> [PROBLEM]: Locate each line in the entries below that contains the word "farthest" and copy those lines.

> [INFORMATION SUPPLIED]:
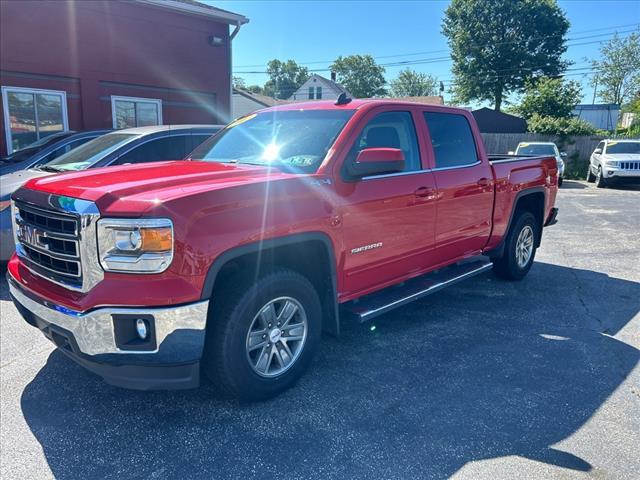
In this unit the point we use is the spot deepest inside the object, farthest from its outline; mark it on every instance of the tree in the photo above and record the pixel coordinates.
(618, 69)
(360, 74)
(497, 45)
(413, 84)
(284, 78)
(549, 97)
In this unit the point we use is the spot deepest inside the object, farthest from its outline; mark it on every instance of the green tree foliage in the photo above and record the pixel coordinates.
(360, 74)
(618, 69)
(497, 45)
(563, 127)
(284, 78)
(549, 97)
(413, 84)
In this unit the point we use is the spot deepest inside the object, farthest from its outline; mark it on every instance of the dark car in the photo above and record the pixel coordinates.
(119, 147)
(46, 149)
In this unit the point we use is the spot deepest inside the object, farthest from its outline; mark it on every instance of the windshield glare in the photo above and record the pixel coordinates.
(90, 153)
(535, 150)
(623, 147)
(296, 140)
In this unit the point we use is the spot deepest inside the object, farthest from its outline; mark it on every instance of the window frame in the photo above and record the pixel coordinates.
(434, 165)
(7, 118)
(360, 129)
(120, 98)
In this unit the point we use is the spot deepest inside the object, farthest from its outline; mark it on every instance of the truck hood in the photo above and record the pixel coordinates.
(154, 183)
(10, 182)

==

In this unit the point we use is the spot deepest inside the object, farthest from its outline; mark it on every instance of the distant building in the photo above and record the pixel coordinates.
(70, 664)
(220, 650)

> [SOLUTION]:
In this unit the point we use is the spot deepest inside the object, farthest from its outline; mark it on every instance of the tree in the photo above and record the pixel coordinates.
In this unit the point we use is the spot deepest inside the object, farthest from its outline; mark it on every instance of the green tree foliage in the photo above and record the pixel coordinates.
In this unit the point we use is the spot deepest inside the object, farthest from its outline; mark it on every instance of the dark car in the photo above and record the pixel coordinates.
In this unit the point we use is the spot deepest inside the object, farthest from its outline; mark it on every instance of the windshield glare in the photo above and record the pixel coordinates.
In this unit the point we use is the spot deepest inside the object, farthest from its outline; mark it on every instance of the window frame in the photo above and record the pixel coordinates.
In this unit the point we use is the spot deepest inside the object, farthest from its outline; mark it on every instance of the truck hood in the photo above and record the pixel coordinates.
In this unit the point we use is the spot deepest inside the object, farthest from its outline; mark it on every instance of the distant building in the photo above and record the pixel coordinates.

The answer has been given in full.